> [Task requirements]
**1.** List every chapter title given for the WFSU documentary in the text on Florida's earliest people.
**2.** Carry the text on Florida's earliest people forward from its final sentence.

> [Given text]

------------------------------------------------

In 2024, three hurricanes hit Florida. Two of those were major storms, category-three hurricanes that landed within a couple weeks of each other. It has become an annual occurrence. Every late summer or early fall, at least one storm enters the Gulf of Mexico, and Floridians anxiously track its path and projected strength.
Over the last decade and half, we’re seeing more hurricanes, and more of them are category three or above. This is the result of warmer water in the Gulf of Mexico. Floridians are also experiencing harsher droughts, and sea level rise.
Climate instability is nothing new in Florida. It was, in fact, the norm for the first people to make their home here, and, over thousands of years, for their descendants as well. These people were entirely dependent on Florida’s land and water resources, but food sources disappeared, and the coast was unstable, always on the move. Climate warmed, and ecosystems changed. Some of those changes were sudden.
People living in the late Pleistocene had to adapt to survive. We know relatively little about them, but from what they’ve left behind, we can see their technology evolve and their behaviors change as the land changed around them. Archeologists may not always find a wealth of manmade materials at the oldest sites, but if they keep finding sites, they can see patterns, and they can compare those patterns with environmental reconstructions and the climate record.
By looking at as many clues as possible, researchers can start to answer the question, “Who were the First Floridians?”
Finding the First Floridians
WFSU’s newest documentary digs into the sediments beneath Florida’s abundant waterways. Here, archeologists are finding prehistoric sites, some of which are older than many had previously thought would be possible in Florida. Florida is an epicenter of submerged prehistory, and the last decade or so has seen a renewed effort to excavate sites.
- Chapter 1: Florida’s Ice Age Landscape
- Chapter 2: Rising Seas and Flowing Rivers
- Chapter 3: Prehistoric Cultures Adapt to Change
Cultures of the Paleo-Indian Period
Let’s start with what we know of the oldest known Floridians from what they left behind.
Page-Ladson
Florida’s oldest confirmed site is Page-Ladson, which dates to around 14,550 years ago. The star features of the site are a small knife and a mastodon tusk with what appears to be a cut mark. That’s a single piece of technology and evidence that humans hunted large game.

------------------------------------------------

> [Dataset records]
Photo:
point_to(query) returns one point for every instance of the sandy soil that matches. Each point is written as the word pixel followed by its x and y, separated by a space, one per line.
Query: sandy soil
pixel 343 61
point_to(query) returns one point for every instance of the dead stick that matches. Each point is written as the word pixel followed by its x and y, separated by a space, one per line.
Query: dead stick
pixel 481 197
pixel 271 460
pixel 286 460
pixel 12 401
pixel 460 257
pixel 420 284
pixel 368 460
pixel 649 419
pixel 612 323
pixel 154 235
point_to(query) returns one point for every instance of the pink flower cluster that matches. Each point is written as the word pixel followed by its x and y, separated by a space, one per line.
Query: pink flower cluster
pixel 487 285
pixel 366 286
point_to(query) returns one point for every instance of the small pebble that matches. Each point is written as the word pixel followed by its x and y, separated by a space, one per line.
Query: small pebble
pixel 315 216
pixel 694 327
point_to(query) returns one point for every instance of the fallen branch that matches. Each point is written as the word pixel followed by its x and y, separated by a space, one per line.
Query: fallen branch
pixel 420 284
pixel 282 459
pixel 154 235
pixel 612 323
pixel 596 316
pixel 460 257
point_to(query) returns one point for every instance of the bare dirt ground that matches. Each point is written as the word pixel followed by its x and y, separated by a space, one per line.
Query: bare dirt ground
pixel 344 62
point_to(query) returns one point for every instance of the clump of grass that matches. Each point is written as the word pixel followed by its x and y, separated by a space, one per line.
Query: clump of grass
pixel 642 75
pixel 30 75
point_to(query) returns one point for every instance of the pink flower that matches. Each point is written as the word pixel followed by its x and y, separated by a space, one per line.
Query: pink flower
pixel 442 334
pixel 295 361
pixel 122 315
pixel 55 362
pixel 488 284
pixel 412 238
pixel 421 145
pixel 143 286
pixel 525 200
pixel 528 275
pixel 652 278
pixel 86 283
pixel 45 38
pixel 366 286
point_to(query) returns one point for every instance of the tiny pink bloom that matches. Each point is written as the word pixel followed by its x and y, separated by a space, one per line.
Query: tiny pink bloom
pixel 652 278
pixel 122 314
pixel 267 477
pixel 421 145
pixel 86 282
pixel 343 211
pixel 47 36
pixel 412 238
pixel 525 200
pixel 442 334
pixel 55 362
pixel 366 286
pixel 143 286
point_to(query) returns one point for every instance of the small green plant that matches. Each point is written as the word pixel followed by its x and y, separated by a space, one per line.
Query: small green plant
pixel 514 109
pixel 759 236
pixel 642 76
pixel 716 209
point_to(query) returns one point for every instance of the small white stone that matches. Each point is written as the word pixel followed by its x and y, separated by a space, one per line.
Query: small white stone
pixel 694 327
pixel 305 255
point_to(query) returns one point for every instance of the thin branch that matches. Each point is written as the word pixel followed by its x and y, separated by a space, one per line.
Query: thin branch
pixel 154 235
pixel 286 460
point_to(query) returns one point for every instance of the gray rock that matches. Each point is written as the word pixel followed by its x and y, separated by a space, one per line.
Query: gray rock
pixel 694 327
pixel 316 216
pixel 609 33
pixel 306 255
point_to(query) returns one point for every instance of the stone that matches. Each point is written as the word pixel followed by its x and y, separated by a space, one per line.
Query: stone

------------------------------------------------

> [Responses in order]
**1.**
Chapter 1: Florida's Ice Age Landscape
Chapter 2: Rising Seas and Flowing Rivers
Chapter 3: Prehistoric Cultures Adapt to Change

**2.**
“It’s a couple of flakes,” says Nick Bentley, a PhD student at Texas A&M’s Center for the Study of the First Americans. “It’s a single biface. It’s difficult to interpret human activity based on that.”
Part of the difficulty lies in it being an isolated site. Another site of this age would give archeologists more materials to compare and contrast to it.
Clovis Culture
For decades, Clovis was believed to have been the oldest American culture, and it is still the culture against which all other ice age sites are measured. When any non-Clovis tool is found in a Pleistocene site, the question is whether it is pre- or post-Clovis.
What unifies this as a culture is that its projectile points are all created using a similar style (see the graphic further down). This makes it a diagnostic artifact, so that even if a site with a Clovis point can’t be radiocarbon-dated, it likely dates to a similar time as all the rest: between 13,050 and 12,750 years ago.
It’s an old culture that seemingly lasted for two to three hundred years, and it covered nearly all of North America. It suggests a people who covered a lot of ground. One reason for that might be that many of the animals they likely hunted, like bison and mammoths, migrated over large ranges.
Simpson/ Suwannee Cultures
These, too, are diagnostic point types that would have been made by people with a shared culture. Unlike Clovis, neither of these types has been dated, leading to some debate over whether they were pre- or post-Clovis.
One big difference between these cultures and Clovis is that they’re more localized to Florida and the surrounding states (refer to the blue dots in the map above). Dr. Morgan Smith explains that this likely means that these cultures descended from Clovis.
“It kind of looks like these Clovis ancestors are settling into certain geographic areas and kind of marking out territory that they’re adapted to, and that they reside within,” Morgan says.
Morgan excavated the Ryan-Harley site on the Wacissa River, a site with several diagnostic Suwannee artifacts.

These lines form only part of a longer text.